Look in the data below for the line that contains "the red sign". Copy that line and the remaining lines exactly.

Data for this task:
►

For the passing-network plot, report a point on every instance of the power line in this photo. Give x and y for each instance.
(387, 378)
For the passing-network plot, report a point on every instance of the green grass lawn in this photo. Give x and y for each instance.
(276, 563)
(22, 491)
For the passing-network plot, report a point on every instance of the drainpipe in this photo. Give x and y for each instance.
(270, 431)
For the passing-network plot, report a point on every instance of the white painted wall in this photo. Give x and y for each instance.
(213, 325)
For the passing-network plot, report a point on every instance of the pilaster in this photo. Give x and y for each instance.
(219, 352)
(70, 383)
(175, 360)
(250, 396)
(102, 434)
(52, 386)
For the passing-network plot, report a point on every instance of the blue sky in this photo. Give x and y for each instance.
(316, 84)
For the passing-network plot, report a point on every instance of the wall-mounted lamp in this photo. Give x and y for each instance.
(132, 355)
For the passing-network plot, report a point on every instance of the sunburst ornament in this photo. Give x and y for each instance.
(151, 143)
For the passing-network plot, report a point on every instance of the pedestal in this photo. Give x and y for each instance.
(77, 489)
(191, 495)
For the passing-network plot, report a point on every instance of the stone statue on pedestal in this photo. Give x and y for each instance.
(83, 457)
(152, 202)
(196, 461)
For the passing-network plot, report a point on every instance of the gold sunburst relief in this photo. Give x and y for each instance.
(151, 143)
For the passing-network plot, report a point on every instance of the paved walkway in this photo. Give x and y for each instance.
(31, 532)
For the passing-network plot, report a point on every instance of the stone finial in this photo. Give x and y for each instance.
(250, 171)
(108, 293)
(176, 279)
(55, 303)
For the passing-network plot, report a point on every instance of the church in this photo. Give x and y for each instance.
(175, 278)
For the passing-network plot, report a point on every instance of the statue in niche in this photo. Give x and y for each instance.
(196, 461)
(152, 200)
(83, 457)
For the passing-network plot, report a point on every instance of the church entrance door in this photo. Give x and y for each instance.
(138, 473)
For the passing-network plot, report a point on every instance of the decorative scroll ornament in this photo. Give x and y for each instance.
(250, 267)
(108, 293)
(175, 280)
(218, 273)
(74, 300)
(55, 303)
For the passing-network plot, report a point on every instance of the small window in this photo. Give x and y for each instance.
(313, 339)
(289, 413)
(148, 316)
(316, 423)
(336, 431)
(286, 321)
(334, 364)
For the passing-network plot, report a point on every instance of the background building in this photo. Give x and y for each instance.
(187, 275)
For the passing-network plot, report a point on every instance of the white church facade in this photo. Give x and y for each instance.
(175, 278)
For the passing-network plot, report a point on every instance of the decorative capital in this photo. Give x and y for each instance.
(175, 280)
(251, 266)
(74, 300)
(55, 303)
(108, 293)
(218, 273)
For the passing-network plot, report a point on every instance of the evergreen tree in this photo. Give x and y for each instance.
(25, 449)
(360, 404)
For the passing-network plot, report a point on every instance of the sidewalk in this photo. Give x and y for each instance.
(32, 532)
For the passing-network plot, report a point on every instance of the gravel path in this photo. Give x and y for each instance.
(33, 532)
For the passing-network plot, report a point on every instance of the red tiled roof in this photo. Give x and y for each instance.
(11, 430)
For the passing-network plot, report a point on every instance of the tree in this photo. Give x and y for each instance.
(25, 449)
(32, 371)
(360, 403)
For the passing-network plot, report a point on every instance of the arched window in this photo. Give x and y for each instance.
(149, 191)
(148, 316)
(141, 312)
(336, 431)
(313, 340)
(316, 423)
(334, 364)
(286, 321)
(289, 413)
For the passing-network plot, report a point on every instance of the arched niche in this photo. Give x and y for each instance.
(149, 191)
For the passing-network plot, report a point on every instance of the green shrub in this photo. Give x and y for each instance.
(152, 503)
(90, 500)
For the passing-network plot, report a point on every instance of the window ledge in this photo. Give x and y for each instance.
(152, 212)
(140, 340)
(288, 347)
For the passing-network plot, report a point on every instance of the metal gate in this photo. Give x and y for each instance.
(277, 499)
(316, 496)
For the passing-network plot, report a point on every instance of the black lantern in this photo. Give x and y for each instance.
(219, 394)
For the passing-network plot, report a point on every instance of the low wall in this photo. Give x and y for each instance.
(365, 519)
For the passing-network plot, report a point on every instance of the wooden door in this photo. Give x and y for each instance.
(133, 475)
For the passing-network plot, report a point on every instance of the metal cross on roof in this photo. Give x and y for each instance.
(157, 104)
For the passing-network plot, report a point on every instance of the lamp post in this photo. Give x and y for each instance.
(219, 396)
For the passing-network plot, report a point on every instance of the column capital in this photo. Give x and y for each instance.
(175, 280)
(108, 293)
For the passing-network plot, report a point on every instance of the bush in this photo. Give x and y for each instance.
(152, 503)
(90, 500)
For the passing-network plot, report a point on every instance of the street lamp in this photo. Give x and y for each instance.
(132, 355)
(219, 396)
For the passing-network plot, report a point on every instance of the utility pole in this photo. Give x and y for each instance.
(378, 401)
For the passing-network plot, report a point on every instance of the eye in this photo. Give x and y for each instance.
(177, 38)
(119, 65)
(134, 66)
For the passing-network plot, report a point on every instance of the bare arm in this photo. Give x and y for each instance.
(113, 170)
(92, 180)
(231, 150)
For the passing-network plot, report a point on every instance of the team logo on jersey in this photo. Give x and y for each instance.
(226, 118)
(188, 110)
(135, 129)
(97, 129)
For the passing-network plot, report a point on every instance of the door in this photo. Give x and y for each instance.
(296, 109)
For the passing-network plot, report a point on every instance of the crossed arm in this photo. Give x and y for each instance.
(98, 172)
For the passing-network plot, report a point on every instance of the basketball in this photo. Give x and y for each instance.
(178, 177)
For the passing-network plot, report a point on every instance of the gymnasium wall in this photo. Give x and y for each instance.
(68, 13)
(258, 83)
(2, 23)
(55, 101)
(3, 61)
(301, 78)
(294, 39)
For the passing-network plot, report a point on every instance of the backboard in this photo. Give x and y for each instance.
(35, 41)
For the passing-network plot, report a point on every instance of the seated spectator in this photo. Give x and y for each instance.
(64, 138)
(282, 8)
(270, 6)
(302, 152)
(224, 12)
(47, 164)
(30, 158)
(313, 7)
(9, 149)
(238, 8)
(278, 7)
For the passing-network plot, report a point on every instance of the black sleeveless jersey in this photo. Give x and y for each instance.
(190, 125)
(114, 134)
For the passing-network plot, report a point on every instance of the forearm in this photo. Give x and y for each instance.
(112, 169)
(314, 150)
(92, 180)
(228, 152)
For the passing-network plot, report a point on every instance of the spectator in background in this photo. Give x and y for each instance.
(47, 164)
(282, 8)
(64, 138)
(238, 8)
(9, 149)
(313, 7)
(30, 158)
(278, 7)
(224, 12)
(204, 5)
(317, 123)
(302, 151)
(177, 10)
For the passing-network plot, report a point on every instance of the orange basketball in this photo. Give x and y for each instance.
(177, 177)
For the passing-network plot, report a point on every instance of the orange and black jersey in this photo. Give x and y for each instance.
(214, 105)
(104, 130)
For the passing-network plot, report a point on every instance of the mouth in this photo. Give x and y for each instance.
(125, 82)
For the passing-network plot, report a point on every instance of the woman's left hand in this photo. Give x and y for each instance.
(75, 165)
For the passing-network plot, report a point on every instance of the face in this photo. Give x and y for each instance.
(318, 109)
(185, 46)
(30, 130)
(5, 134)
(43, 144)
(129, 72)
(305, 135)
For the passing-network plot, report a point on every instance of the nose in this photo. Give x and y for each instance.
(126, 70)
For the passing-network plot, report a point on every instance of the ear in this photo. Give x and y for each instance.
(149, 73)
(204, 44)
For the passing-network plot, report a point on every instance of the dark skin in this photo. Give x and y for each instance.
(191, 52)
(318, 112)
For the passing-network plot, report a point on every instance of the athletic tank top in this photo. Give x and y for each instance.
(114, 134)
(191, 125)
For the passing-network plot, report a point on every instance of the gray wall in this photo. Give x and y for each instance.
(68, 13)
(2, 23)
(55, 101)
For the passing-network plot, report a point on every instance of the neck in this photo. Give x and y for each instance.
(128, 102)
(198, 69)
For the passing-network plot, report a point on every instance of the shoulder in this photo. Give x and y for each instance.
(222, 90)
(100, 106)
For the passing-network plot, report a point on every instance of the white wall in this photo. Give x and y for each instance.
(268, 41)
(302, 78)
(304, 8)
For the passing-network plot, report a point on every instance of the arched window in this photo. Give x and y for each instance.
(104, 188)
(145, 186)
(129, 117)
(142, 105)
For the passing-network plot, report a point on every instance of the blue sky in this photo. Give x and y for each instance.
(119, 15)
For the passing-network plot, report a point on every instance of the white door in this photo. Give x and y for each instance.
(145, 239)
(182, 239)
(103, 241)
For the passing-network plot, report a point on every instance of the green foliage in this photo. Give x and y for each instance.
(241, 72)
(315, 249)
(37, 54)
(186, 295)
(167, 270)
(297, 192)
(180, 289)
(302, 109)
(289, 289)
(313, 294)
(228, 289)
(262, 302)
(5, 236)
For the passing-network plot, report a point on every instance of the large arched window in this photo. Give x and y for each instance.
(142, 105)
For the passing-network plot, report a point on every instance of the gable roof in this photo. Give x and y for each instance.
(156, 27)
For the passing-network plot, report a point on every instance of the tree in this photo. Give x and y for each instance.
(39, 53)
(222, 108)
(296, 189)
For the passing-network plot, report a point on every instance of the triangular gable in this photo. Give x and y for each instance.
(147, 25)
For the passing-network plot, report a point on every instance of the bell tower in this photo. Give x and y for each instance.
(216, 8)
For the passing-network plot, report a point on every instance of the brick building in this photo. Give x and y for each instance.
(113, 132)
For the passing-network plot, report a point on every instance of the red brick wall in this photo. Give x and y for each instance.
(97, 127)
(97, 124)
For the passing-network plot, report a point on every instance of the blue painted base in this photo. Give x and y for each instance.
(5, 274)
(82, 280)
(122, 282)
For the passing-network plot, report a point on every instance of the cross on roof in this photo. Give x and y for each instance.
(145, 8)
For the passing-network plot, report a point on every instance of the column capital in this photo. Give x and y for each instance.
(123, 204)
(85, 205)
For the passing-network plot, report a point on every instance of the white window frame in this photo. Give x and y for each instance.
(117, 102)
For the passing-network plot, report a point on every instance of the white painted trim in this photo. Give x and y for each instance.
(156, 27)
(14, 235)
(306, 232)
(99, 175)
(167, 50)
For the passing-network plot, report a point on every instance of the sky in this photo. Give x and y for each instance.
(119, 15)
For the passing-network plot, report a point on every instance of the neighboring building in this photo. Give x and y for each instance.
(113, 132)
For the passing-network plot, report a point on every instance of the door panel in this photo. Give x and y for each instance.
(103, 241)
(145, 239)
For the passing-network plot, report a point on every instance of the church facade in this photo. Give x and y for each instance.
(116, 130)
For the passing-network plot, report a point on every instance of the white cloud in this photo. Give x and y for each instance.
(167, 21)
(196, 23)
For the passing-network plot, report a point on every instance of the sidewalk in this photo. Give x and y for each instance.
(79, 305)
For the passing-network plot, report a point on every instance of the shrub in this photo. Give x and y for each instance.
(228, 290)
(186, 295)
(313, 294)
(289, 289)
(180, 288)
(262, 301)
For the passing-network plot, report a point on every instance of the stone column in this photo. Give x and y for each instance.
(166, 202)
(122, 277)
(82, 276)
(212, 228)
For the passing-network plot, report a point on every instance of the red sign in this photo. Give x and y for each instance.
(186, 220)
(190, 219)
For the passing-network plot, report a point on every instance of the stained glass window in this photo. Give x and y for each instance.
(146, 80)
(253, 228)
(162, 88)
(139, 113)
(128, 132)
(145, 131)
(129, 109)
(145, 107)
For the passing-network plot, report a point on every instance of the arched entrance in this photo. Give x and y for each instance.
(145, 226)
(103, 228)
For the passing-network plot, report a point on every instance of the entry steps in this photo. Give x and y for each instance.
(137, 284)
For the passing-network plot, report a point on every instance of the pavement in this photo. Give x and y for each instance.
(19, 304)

◄

Response:
For the passing-network plot, report a point on every instance of the red sign in this photo. Give x and y for each instance.
(186, 220)
(190, 219)
For the passing-network plot, report a point on every instance of the stained glass window in this photo. Give x and y for each instance.
(146, 80)
(253, 228)
(162, 88)
(139, 113)
(128, 132)
(145, 131)
(129, 109)
(145, 107)
For the passing-network plot, report a point on every instance of the arched entrance in this photo. Give x and y for each instance.
(145, 226)
(103, 228)
For the passing-network plot, report a point on every instance of the entry steps in this photo. Give x and y for each instance.
(137, 284)
For the passing-network plot, report a point on every instance of the pavement in this photo. Give x and y for each instance.
(19, 304)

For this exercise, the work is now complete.